**Excerpt provided:**
- Opening Delimiter -

Evidence from a previous report suggested that the treatment of taxanes can induce apoptosis [18], while another study showed that taxanes only had minimally toxic effects on the ovarian function [19]. In other previous studies, paclitaxel treatment suppressed follicle growth and antral formation [20].
Taxanes are usually administered in combination with other chemotherapeutic agents, and, in this case, their own toxic effects against ovarian function are difficult to determine [21, 22]. Paclitaxel is known to delay oocyte maturation and to induce oocytes aneuploidy [23]. Other in vivo studies using high-dose paclitaxel showed that paclitaxel treatment induced primordial follicle loss [24, 25]. A previous report on the treatment of paclitaxel showed the increased apoptosis of G-cells in developing follicles [20]. It seems that paclitaxel is more toxic to earlier stage follicles in vitro and in vivo [26]. However, the analyses of their effects on developing follicles is still inadequate due to ethical limitations, restricted supply of human follicles, and the absence of suitable models of the in vitro follicular maturation system.

- Closing Delimiter -

**Exercise data:**
- Opening Delimiter -

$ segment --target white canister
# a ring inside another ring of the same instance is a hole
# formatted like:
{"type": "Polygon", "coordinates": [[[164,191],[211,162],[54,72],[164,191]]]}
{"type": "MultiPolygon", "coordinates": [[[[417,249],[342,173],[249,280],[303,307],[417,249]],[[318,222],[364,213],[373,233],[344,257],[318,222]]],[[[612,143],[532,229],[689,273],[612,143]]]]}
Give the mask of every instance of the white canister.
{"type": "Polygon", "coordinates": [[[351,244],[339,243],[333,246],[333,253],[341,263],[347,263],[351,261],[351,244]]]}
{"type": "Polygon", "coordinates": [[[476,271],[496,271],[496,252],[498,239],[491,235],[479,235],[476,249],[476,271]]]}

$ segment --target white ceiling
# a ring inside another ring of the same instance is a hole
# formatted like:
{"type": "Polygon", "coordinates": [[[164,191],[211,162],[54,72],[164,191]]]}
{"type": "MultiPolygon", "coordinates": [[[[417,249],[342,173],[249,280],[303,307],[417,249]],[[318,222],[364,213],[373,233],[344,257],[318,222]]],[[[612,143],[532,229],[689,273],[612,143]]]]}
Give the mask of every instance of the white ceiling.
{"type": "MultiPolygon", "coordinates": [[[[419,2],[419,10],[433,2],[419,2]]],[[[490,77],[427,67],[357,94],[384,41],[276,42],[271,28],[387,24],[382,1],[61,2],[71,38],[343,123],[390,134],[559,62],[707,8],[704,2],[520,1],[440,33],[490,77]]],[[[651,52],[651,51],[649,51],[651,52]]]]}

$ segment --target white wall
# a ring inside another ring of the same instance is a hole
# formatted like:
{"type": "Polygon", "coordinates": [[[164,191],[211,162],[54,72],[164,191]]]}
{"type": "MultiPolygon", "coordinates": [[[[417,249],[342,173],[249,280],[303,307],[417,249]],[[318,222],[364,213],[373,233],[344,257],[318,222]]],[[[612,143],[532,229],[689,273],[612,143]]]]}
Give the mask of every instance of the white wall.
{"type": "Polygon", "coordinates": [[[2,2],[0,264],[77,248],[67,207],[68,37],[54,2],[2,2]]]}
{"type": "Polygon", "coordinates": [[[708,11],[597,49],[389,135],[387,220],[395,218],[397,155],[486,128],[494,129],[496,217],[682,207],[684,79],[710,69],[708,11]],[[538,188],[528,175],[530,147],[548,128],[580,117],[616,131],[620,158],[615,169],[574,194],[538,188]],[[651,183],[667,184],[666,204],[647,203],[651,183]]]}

- Closing Delimiter -

**Things to do:**
a: Duplicate the taxane passage word for word, everything from "Evidence from a" down to "antral formation [20].".
b: Answer these questions from the taxane passage:
(i) What did paclitaxel treatment suppress in the previous studies cited in its first paragraph?
(ii) Why are the toxic effects of taxanes on ovarian function difficult to determine?
(iii) Which three factors leave the analysis of their effects on developing follicles inadequate?
The items aren't needed for any of this work.

**Your responses:**
a:
Evidence from a previous report suggested that the treatment of taxanes can induce apoptosis [18], while another study showed that taxanes only had minimally toxic effects on the ovarian function [19]. In other previous studies, paclitaxel treatment suppressed follicle growth and antral formation [20].

b:
(i) Follicle growth and antral formation.
(ii) Taxanes are usually administered in combination with other chemotherapeutic agents.
(iii) Ethical limitations, a restricted supply of human follicles, and the absence of suitable models of the in vitro follicular maturation system.